╭─ Data provided

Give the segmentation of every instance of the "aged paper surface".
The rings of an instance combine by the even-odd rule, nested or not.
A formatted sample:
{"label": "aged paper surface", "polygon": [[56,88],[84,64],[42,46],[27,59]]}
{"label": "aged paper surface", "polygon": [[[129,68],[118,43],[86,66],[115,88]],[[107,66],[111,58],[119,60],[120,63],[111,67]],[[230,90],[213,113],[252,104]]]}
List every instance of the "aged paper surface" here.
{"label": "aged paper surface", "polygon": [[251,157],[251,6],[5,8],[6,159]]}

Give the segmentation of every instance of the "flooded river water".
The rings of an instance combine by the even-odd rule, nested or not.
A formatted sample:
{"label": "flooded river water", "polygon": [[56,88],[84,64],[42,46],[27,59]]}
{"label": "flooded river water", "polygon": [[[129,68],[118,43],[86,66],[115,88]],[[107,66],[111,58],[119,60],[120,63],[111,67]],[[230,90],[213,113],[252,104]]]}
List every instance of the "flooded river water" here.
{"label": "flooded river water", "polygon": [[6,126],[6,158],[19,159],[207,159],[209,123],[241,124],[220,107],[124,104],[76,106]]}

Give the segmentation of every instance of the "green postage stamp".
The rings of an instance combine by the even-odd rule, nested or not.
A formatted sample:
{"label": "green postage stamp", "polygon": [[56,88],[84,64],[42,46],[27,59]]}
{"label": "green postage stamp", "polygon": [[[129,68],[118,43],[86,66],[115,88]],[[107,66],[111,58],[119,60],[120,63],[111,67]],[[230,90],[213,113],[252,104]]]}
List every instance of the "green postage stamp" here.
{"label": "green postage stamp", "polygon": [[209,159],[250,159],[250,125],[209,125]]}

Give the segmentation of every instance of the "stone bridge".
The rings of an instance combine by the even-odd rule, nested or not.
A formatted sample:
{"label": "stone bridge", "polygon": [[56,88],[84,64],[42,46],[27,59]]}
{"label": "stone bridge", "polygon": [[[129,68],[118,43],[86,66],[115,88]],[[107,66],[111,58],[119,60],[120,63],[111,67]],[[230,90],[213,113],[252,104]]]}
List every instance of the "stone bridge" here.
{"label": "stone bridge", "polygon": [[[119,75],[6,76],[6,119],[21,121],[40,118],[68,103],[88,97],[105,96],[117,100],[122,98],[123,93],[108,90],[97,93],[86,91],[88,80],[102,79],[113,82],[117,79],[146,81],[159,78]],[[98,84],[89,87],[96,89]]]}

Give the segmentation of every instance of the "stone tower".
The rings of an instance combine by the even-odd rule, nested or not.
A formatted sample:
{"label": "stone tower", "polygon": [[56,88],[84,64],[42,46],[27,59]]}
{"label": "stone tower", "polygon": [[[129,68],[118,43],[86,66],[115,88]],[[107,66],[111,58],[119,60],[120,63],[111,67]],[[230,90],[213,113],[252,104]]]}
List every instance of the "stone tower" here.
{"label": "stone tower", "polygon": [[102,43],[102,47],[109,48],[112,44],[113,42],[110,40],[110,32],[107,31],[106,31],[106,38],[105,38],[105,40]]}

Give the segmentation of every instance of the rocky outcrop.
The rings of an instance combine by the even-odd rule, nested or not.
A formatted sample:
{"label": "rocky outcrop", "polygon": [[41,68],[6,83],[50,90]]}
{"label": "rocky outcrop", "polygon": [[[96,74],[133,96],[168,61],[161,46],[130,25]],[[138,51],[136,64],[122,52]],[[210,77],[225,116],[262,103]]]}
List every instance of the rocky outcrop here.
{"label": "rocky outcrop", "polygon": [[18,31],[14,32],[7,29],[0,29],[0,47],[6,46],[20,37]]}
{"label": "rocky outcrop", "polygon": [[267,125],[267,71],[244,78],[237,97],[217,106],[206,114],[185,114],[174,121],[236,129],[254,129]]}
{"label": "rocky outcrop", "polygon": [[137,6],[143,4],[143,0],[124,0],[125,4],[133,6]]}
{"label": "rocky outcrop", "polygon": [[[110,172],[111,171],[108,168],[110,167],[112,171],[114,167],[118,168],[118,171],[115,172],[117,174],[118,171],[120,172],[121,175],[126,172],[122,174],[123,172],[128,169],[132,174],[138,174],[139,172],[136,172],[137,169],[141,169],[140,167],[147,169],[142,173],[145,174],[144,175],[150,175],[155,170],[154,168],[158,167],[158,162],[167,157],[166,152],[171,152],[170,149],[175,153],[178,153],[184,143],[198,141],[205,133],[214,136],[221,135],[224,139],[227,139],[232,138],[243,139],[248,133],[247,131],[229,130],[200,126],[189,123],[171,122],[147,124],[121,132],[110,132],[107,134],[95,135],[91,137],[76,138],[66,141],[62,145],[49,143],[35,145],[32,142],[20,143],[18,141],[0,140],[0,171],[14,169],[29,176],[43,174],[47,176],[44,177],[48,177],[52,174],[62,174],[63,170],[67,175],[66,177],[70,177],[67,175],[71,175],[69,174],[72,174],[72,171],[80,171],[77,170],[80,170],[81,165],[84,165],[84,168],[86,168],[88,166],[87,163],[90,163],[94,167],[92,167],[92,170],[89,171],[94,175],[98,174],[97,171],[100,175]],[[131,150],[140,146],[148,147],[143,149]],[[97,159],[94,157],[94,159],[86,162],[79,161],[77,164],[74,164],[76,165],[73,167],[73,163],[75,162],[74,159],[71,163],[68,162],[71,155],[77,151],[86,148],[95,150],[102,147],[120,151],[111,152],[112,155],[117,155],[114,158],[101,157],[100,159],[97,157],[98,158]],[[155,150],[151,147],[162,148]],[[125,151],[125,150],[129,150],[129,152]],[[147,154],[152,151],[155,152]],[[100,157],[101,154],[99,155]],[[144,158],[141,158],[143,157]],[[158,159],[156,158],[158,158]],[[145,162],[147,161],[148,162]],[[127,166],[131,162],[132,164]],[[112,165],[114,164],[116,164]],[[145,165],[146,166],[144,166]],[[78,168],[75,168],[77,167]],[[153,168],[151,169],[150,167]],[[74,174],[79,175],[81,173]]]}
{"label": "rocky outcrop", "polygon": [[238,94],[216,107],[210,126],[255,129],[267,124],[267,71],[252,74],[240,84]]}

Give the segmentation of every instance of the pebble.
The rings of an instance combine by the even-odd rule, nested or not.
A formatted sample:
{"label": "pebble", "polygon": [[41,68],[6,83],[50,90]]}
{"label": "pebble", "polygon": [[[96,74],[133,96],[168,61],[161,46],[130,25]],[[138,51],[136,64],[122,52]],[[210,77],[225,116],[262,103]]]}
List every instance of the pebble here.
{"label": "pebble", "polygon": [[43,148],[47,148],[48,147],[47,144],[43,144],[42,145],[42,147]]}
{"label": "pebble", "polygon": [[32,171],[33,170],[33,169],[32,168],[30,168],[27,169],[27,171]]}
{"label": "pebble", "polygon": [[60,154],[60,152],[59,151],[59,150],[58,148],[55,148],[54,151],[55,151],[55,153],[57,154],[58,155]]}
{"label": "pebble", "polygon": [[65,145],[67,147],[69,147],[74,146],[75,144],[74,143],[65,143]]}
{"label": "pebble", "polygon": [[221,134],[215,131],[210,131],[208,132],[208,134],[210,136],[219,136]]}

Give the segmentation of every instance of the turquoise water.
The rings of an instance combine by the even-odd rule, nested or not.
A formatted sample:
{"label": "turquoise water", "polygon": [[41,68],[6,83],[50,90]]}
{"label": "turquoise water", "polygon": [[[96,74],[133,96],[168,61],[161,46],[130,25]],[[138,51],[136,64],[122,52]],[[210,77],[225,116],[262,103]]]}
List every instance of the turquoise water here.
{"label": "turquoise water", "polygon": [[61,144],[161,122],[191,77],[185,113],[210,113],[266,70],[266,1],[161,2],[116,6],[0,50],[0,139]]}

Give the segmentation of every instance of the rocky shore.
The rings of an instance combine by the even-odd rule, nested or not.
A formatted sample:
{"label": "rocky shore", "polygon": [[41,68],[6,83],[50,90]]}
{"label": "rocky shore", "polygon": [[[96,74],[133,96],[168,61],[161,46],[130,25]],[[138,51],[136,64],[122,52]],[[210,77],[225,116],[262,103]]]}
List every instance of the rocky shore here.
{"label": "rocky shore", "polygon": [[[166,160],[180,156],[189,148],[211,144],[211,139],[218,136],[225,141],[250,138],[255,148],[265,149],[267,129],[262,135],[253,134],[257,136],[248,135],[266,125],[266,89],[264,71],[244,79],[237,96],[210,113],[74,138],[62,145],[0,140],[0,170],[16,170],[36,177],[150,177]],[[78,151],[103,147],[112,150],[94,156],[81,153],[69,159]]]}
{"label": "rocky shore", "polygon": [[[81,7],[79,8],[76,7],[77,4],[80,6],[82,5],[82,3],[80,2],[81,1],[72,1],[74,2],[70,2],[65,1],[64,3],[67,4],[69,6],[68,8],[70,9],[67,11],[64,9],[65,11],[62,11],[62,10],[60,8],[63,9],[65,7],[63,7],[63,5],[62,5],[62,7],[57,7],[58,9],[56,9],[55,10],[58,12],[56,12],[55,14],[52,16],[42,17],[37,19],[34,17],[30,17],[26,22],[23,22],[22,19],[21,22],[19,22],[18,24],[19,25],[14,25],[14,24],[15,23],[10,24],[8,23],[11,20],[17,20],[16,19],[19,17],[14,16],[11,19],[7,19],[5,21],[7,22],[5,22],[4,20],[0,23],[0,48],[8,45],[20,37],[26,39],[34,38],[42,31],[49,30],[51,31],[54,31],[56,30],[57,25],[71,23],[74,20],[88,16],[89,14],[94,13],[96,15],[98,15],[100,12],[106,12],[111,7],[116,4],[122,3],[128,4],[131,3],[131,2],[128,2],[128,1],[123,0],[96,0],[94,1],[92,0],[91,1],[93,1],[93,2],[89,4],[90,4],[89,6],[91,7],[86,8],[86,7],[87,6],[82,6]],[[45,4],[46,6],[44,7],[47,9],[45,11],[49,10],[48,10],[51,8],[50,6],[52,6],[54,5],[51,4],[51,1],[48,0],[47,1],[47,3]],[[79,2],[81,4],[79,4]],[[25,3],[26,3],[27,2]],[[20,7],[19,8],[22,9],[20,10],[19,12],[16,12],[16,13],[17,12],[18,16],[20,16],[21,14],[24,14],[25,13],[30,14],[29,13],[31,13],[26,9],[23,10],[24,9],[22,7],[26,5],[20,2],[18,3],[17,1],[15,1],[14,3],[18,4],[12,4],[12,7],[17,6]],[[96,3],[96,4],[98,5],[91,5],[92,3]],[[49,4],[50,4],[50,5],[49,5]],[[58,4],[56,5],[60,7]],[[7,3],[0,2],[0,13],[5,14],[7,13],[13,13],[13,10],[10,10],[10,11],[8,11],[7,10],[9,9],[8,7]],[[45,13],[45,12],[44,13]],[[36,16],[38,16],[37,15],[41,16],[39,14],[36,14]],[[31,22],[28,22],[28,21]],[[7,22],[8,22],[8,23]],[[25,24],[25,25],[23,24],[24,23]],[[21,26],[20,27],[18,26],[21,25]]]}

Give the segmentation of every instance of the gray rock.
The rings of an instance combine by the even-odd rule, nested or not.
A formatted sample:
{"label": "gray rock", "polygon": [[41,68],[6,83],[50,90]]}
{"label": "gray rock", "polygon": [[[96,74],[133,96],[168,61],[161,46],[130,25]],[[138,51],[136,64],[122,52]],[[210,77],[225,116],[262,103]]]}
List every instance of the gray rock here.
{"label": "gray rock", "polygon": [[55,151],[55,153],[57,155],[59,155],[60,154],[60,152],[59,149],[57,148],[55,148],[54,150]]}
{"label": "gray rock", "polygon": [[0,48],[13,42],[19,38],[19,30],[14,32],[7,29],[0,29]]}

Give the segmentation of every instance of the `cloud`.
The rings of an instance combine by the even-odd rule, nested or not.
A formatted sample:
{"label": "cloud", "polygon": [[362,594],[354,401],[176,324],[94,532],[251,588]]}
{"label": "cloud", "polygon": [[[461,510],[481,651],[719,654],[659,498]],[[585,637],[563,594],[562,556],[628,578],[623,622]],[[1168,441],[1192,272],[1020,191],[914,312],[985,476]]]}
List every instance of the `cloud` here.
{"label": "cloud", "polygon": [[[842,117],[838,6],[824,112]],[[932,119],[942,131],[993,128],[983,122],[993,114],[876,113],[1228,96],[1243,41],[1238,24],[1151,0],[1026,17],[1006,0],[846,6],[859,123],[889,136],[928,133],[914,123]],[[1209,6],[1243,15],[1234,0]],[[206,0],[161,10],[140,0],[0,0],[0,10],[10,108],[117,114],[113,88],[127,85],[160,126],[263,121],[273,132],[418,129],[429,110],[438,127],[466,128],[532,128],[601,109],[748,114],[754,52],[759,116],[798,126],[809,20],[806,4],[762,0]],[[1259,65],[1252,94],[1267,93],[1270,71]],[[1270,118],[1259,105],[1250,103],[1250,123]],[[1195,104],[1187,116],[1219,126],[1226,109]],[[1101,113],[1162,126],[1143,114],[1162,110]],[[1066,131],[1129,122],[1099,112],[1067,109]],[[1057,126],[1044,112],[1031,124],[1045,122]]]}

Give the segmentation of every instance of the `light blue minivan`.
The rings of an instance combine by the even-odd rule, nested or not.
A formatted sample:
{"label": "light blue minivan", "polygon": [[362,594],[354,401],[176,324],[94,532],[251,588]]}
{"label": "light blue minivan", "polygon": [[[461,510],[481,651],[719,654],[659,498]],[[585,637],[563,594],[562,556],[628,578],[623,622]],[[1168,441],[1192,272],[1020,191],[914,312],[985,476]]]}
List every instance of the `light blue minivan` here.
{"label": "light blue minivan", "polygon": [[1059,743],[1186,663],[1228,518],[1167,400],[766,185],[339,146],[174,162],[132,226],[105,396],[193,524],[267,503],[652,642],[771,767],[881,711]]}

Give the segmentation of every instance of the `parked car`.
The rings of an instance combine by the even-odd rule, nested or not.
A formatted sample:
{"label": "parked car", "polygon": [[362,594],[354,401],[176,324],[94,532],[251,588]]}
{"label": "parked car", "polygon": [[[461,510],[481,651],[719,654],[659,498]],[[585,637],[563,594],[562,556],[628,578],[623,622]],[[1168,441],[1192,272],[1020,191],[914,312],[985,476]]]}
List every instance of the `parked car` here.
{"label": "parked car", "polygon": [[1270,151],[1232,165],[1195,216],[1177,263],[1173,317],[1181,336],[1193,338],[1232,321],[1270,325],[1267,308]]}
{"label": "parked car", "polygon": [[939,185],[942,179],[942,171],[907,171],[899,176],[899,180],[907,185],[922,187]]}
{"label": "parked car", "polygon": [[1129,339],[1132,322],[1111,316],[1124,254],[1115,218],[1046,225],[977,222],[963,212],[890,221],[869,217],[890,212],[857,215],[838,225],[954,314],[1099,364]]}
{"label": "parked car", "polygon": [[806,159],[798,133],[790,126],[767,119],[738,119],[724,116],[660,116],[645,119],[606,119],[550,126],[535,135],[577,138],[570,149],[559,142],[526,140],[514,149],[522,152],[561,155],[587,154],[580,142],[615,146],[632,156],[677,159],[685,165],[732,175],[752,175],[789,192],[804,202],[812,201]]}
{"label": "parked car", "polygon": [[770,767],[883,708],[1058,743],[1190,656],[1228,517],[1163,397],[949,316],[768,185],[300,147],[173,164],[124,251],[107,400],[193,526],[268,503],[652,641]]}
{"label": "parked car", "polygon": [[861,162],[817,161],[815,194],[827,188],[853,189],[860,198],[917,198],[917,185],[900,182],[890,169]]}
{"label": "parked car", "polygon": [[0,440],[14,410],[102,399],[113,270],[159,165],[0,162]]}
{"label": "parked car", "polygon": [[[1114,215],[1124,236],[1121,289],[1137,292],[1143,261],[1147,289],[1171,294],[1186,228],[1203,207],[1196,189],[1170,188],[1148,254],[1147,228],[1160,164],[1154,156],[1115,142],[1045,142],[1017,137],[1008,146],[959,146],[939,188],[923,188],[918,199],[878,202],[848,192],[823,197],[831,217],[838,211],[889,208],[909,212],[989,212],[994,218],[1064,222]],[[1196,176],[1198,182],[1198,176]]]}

╰─

■ **Short exercise**:
Please find every line in the records that contains the string "surface" and copy each of those lines.

■ **Written response**:
Give the segmentation of every instance of the "aged paper surface".
{"label": "aged paper surface", "polygon": [[56,88],[84,64],[42,46],[27,59]]}
{"label": "aged paper surface", "polygon": [[[129,68],[118,43],[86,66],[115,88]],[[107,66],[111,58],[119,60],[120,63],[111,67]],[[230,90],[213,113],[252,104]]]}
List every instance of the "aged paper surface" here.
{"label": "aged paper surface", "polygon": [[251,157],[251,6],[5,8],[6,159]]}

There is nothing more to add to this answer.